ACTIONS TO TAKE:
(A) In the gallery news text about Stortz's exhibit, in what year did Stortz receive her master's degree from Columbia University?
(B) List every year mentioned in the gallery news text about Stortz's exhibit.
(C) Continue the gallery news text about Stortz's exhibit from where it stops.

Her latest solo exhibit opens from 4:30 to 7 p.m. Friday, Sept. 7, as part of the citywide First Friday gallery walk.
Stortz paints with sweeping strokes, hoping to convey the vast grandeur of the Alaska landscape. Some of her paintings are as large as 30 by 40 inches.
"Each of my paintings is like a poem or prayer to place," Stortz stated in a press release.
A clinical social worker, Stortz grew up in New York City and received her master's degree in social work in 1977 from Columbia University. She began her landscape painting with explorations of New York's George Washington Bridge.
She and her family moved to Fairbanks in 1979, then Sitka in 1988. She took time off from painting in 1985, but rediscovered the brush in 2004. At first, she worked only in gouache. But lately, she's been dabbling in water-soluble oils.
Stortz paints in her studio from photographs taken by her husband, William. The show will run through Sept. 29. For more, visit www.libbystortz.com.
Annie Kaill's, 244 Front St.: Juneau artists Elise Tomlinson and Devita Stipek Writer will share exhibition walls this month at the Front Street shop.

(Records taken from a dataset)
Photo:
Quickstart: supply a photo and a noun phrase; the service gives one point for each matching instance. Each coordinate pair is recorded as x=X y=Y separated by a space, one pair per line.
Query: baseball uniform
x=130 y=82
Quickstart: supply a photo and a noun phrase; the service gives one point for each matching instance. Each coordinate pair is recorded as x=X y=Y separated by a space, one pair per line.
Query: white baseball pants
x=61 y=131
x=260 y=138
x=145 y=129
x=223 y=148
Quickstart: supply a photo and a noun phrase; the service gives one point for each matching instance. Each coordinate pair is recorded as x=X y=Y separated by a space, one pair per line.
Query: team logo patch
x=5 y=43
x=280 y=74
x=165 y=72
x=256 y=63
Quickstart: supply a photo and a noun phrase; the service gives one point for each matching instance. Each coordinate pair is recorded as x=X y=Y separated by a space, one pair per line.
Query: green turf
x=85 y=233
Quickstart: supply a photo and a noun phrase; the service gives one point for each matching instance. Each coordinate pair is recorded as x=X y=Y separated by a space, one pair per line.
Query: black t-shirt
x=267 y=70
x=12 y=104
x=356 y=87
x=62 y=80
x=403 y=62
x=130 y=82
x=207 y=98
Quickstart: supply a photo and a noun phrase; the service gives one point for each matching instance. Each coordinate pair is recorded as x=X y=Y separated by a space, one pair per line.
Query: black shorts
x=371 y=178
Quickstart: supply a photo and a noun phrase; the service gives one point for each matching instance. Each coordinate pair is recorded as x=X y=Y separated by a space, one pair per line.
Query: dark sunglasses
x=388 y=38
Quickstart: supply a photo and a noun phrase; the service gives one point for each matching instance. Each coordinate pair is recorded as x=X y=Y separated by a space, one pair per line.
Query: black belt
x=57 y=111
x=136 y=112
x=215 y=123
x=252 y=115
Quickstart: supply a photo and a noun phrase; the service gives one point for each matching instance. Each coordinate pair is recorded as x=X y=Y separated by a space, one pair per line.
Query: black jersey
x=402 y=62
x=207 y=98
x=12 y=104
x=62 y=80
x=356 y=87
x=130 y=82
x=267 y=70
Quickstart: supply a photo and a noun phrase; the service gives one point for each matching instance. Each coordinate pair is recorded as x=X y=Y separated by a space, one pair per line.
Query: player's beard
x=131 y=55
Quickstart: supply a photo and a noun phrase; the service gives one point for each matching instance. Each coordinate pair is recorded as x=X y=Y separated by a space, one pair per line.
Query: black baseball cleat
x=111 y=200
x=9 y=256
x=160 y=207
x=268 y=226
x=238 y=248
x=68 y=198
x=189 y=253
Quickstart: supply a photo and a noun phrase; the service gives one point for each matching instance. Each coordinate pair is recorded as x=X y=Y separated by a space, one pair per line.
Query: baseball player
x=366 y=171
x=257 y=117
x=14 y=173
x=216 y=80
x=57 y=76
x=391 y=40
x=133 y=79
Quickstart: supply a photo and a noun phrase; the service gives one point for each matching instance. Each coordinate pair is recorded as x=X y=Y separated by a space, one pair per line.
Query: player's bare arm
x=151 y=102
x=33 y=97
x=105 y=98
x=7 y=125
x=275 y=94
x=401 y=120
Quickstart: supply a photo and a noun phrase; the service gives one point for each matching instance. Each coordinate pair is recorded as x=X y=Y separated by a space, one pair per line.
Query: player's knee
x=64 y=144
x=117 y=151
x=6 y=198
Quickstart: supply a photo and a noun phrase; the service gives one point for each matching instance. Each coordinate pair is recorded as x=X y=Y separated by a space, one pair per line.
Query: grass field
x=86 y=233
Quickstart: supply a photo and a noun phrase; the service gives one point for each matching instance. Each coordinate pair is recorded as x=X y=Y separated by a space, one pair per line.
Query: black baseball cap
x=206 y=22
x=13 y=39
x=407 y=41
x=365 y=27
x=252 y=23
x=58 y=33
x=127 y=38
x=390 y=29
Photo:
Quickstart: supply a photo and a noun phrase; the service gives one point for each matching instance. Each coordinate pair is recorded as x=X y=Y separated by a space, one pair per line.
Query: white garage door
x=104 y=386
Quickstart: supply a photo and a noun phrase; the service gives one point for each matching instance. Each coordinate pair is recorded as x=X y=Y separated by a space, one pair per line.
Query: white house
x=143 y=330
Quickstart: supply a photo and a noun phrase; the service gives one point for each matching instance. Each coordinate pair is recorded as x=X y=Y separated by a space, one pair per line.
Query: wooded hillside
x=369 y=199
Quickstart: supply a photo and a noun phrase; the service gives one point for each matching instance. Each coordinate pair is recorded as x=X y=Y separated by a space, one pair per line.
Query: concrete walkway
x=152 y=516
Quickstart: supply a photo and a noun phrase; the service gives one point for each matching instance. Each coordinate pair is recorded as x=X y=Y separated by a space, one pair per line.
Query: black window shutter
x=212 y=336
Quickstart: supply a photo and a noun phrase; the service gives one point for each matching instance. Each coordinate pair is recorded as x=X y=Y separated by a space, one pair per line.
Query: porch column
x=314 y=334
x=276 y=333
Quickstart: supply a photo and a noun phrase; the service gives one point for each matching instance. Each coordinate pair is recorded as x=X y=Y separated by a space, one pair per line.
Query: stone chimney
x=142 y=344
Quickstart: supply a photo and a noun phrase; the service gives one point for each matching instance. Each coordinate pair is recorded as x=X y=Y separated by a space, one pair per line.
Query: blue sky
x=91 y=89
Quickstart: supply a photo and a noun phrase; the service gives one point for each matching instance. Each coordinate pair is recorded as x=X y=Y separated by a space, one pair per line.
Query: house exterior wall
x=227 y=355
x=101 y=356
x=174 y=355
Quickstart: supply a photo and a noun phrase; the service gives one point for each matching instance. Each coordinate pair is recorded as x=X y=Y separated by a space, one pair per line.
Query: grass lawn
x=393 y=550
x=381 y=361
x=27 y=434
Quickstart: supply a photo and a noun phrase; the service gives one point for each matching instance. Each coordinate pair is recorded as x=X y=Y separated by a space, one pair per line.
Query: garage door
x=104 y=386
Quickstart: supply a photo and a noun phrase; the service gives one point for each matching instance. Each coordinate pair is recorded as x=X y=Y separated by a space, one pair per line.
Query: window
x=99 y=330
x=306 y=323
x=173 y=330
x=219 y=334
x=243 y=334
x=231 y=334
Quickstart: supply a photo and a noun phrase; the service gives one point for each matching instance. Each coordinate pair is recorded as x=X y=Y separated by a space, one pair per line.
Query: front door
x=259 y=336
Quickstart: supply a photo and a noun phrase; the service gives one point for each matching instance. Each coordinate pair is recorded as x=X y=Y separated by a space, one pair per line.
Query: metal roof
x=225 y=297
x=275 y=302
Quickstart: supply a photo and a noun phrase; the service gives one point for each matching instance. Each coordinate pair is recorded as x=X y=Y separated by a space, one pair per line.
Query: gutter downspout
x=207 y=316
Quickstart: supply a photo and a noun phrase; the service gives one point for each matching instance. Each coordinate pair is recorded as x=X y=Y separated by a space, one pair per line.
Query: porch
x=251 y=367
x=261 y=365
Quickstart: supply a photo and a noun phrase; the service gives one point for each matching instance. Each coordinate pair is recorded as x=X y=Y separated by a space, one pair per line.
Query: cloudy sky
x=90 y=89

WRITTEN ANSWERS:
(A) 1977

(B) 1977, 1979, 1988, 1985, 2004

(C)
Tomlinson often paints female forms, fields and uncommon aerial views of landscapes. She will show a series of 12 new paintings ranging in size from 5 by 7 inches to 12 by 16 inches - an unusually small size for her.
Devita Writer, known for her large-scale paintings, will be showing a new group of post-impressionistic landscapes.
For more on both artists, check out www.annieandcojuneau.com.
Hearthside Books, downtown, 254 Front St.: Juneau author and storyteller Ishmael Hope will sign copies of "Strong Man: A Tlingit Story" from 4:30 to 7 p.m.
Hope and illustrator Dimi Macheras have combined their talents to create this graphic presentation of a traditional Alaska Native story. A contemporary plotline is interwoven with the ancient narrative, chronicling a young man's high school struggles and triumphs in comic book form.
Hope is the son of the late Elizabeth Freda Hope from the Goodwin family in Kotzebue, and Andy Hope III from Sitka, a Tlingit of the Siknax.adi clan. Ishmael Hope's Inupiaq name is Analook, and his Tlingit name is Kaa Kwaask. He is of the Kiks.adi clan, of the Point House in Sitka.
Juneau Artists Gallery, 175 S. Franklin St.: Longtime Juneau Artists Gallery member Jane Terry will exhibit her newest work - wheel-thrown and hand-built ceramic plates - as the featured artist in September.
Her pieces are displayed with an assortment of found and made objects, such as crab shells, spruce cones, feathers and devil's club.
Terry works at the Juneau-Douglas City Museum. She has lived in Juneau for more than 10 years and enjoys working with paints, clay, beads and local weaving materials, including willow, cedar and spruce roots.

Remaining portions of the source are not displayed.